- **To be done**: Update the data starting at the line that contains "white foamy water." and running to the end, replacing "bounding box" with "bounding rectangle" and leaving everything else unchanged.
═════ Information supplied
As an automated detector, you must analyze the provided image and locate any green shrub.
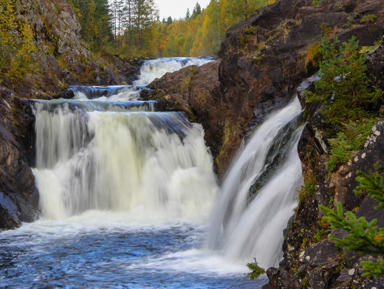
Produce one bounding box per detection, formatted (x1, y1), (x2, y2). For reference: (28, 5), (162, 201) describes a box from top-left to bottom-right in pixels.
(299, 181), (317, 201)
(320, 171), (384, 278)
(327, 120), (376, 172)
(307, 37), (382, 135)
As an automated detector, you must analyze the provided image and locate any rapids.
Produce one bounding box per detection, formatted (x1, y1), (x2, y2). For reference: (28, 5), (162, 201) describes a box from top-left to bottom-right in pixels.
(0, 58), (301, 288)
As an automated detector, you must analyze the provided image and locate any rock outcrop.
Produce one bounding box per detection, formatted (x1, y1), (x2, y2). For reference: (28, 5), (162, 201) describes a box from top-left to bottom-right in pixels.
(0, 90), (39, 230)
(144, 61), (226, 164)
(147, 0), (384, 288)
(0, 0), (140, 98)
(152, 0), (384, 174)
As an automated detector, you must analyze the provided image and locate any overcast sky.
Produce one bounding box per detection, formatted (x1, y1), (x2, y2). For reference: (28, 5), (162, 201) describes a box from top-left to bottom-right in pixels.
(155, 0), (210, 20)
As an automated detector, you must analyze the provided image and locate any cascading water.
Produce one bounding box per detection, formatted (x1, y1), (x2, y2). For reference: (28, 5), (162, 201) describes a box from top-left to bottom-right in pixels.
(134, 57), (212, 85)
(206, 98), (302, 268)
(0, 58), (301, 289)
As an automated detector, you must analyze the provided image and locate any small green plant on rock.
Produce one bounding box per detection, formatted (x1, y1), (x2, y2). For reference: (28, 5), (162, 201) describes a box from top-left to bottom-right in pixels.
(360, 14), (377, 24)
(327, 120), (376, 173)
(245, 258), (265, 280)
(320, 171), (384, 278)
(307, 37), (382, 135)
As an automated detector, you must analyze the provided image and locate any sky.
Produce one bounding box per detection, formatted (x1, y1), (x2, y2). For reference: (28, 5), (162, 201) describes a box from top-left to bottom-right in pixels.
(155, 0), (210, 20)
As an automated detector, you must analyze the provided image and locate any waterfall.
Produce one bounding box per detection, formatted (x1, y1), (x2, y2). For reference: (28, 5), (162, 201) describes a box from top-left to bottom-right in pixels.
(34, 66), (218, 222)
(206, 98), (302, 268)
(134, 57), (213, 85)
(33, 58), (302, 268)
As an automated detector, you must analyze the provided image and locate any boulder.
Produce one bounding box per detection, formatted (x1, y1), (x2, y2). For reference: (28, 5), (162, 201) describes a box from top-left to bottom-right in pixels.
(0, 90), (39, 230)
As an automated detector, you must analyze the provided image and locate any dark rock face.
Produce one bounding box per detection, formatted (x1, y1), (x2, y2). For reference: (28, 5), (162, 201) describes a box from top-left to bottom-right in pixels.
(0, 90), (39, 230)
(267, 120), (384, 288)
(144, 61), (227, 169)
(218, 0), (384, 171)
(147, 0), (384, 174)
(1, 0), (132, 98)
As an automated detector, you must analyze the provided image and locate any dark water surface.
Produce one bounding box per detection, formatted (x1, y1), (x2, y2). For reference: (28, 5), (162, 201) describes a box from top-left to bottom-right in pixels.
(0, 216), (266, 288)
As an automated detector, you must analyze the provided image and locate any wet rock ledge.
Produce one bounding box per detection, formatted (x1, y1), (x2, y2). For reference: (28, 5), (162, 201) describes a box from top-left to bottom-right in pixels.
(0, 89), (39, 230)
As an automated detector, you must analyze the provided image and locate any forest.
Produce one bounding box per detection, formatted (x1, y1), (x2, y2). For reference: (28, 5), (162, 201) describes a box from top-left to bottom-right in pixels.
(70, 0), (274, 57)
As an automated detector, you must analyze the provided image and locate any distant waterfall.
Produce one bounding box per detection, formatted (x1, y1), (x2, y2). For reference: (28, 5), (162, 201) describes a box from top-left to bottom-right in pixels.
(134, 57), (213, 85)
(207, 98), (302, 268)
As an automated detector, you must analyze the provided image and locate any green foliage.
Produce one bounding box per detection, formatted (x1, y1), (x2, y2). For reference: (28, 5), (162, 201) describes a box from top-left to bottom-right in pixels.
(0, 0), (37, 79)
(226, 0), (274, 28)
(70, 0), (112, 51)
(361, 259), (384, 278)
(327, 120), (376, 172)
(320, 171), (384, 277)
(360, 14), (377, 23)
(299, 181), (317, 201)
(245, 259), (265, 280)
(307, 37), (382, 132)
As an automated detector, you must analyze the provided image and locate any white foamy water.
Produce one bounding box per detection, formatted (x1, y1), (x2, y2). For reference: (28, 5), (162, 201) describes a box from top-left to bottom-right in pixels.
══════════
- **Reply**:
As an automated detector, you must analyze the provided image and locate any white foamy water.
Produce one bounding rectangle per detection, formatted (x1, y1), (x2, y2). For reference: (28, 5), (162, 201) describes a box from top-left to bottom-right in pixels.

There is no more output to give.